Aim of the exercise:
Return, exactly and in full, the lines of the records below starting at the one with "negative clicks: (392, 174)" and ending at the one with "negative clicks: (340, 191) (305, 34)", and no other lines.

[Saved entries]
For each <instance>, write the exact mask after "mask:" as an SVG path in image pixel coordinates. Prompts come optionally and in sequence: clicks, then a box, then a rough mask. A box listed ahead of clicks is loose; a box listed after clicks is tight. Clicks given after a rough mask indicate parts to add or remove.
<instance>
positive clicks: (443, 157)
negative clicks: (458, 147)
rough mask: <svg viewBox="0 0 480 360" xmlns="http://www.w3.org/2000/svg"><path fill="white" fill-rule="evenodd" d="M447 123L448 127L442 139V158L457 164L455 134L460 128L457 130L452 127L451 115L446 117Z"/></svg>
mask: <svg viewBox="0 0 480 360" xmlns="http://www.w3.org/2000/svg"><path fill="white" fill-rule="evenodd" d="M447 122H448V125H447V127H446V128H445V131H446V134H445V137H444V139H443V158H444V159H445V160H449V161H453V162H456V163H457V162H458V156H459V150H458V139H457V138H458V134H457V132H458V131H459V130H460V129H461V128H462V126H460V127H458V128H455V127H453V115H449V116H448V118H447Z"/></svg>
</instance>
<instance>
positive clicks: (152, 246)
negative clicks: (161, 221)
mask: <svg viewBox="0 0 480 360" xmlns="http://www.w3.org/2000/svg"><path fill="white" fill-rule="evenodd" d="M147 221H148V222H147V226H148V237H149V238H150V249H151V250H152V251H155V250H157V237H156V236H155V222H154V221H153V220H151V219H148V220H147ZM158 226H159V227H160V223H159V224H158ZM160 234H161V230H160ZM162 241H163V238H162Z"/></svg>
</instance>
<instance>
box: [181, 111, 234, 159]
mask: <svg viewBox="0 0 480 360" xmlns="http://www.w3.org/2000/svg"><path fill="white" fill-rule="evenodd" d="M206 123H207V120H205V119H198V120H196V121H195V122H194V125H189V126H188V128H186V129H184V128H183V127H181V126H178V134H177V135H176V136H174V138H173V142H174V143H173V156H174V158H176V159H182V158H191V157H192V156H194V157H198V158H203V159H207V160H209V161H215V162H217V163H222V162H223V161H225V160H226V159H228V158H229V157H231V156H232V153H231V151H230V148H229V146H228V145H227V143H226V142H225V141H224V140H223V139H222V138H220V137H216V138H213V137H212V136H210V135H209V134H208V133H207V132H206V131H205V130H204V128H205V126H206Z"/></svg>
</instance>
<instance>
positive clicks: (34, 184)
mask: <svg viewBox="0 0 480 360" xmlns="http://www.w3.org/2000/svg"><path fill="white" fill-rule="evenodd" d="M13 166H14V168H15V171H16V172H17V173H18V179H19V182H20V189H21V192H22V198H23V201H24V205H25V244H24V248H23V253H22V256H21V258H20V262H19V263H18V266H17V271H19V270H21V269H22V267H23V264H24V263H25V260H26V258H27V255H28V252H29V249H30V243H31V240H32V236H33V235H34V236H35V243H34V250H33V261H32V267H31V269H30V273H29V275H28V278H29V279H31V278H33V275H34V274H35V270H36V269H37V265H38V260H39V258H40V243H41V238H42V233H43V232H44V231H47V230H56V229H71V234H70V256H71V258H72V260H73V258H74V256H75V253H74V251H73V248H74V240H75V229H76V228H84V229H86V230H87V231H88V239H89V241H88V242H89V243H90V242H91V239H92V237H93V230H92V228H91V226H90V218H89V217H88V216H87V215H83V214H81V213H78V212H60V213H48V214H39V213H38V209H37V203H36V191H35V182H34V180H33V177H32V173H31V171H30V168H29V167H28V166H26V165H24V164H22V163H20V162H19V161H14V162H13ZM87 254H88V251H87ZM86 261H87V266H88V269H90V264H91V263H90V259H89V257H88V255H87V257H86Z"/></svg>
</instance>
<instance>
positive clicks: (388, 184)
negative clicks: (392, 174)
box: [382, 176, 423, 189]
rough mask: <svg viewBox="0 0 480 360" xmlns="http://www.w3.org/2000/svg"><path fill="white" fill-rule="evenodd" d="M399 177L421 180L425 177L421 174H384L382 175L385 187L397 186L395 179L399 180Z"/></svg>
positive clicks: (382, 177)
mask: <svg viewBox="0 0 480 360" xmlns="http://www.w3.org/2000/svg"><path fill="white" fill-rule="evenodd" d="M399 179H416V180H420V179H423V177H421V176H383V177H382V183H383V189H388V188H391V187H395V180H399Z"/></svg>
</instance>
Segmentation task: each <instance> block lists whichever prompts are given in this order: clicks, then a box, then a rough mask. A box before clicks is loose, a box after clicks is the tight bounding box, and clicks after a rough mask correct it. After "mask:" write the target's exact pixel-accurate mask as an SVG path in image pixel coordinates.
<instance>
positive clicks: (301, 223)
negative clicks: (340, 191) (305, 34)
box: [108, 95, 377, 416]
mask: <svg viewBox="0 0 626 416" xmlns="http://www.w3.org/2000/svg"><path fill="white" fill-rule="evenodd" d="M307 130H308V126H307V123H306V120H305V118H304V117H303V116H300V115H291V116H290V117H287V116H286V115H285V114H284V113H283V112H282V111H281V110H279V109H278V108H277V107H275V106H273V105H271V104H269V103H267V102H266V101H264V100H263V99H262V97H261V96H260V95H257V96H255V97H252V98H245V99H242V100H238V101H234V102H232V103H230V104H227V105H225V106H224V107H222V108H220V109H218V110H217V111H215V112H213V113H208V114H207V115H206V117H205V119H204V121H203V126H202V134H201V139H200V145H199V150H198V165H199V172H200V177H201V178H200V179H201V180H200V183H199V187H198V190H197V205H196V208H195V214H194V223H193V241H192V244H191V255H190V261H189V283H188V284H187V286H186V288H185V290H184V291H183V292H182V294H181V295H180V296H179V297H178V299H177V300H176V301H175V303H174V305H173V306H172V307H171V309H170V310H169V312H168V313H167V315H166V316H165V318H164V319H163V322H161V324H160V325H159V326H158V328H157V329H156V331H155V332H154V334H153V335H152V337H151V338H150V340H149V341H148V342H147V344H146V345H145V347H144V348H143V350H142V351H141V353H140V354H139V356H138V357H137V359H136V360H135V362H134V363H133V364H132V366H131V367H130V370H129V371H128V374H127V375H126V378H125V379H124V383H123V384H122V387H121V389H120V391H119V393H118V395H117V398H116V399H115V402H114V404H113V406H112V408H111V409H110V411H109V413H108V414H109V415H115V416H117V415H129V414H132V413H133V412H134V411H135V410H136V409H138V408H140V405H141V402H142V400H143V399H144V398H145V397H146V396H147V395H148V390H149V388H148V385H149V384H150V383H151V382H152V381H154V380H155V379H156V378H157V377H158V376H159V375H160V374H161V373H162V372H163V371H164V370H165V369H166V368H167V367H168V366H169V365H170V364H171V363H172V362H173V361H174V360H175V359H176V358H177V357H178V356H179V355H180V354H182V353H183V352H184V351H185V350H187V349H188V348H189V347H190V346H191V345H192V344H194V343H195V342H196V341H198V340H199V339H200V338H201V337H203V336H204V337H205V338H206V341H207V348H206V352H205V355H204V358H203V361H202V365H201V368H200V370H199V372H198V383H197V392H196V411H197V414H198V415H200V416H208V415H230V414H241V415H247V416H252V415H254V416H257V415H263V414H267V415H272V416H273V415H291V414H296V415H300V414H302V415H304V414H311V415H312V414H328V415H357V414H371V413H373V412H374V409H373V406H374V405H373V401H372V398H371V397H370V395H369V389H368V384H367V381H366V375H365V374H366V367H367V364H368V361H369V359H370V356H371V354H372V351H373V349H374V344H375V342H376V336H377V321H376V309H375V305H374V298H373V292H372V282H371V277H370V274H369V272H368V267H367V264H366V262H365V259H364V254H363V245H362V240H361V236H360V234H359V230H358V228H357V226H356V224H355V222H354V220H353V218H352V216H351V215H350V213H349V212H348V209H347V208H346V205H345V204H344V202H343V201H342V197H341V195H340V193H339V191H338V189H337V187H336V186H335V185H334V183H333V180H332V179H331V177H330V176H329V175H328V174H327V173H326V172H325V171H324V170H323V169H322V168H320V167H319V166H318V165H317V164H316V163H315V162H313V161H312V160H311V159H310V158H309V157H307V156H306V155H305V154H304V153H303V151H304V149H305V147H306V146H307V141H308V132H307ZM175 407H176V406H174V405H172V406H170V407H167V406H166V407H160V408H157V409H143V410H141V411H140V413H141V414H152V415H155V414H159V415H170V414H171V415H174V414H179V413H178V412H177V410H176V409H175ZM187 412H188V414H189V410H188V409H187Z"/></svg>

Answer box:
negative clicks: (392, 174)
box: [382, 176, 423, 189]
rough mask: <svg viewBox="0 0 480 360" xmlns="http://www.w3.org/2000/svg"><path fill="white" fill-rule="evenodd" d="M399 177L421 180L425 177L421 174H384L382 175L385 187L397 186L395 179L399 180Z"/></svg>
positive clicks: (382, 177)
mask: <svg viewBox="0 0 480 360" xmlns="http://www.w3.org/2000/svg"><path fill="white" fill-rule="evenodd" d="M399 179H416V180H420V179H423V177H421V176H383V177H382V183H383V189H388V188H391V187H395V180H399Z"/></svg>
</instance>
Segmentation task: each <instance> block lists whichever prompts are given in this order: clicks, then a box, then a rough mask. A box before clicks is loose, a box after clicks is the tight bounding box, and clicks after a rough mask correct it. After "mask:" write the target's exact pixel-accurate mask as an SVG path in image pixel coordinates.
<instance>
positive clicks: (301, 223)
negative clicks: (340, 191) (305, 34)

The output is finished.